WHAT IS REQUIRED
Only the lines from the beginning of the data below through the line containing "Target: side mirror" belong in the response, each copied exactly.

Records from a data source
⁂

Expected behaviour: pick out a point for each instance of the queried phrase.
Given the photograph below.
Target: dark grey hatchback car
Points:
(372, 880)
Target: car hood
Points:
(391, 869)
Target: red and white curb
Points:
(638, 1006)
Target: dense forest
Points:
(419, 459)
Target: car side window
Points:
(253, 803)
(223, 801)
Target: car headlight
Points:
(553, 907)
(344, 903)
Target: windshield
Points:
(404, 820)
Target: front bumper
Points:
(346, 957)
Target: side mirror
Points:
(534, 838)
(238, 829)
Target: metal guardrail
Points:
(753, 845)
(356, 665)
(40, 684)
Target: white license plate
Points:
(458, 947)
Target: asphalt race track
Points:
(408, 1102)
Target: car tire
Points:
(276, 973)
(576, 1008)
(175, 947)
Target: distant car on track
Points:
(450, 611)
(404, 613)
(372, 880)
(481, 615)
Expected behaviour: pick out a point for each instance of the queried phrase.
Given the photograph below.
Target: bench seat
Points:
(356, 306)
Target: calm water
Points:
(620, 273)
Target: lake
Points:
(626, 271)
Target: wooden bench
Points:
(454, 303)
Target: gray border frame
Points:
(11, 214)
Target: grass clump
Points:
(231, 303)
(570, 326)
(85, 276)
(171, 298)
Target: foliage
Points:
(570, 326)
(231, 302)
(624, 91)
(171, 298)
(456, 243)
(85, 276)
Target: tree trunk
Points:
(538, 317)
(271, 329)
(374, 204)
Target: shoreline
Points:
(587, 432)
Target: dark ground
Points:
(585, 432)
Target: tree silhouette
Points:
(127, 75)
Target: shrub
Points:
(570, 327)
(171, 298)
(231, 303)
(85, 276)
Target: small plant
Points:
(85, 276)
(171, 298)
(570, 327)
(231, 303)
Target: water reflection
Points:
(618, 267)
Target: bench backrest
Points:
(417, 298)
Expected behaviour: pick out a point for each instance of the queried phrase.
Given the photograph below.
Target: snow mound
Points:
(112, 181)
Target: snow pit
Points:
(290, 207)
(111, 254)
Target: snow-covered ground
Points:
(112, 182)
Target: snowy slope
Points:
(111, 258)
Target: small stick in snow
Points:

⁂

SOLUTION FOR THIS PROBLEM
Expected behaviour: pick out a point for each instance of the queried phrase.
Given the photograph below.
Target: dark grey hatchback car
Points:
(372, 880)
Target: car hood
Points:
(391, 869)
Target: red and white curb
Points:
(638, 1006)
Target: dense forest
Points:
(419, 459)
Target: car side window
Points:
(253, 803)
(223, 801)
Target: car headlight
Points:
(553, 907)
(344, 903)
Target: windshield
Points:
(404, 820)
Target: front bumper
Points:
(346, 957)
Target: side mirror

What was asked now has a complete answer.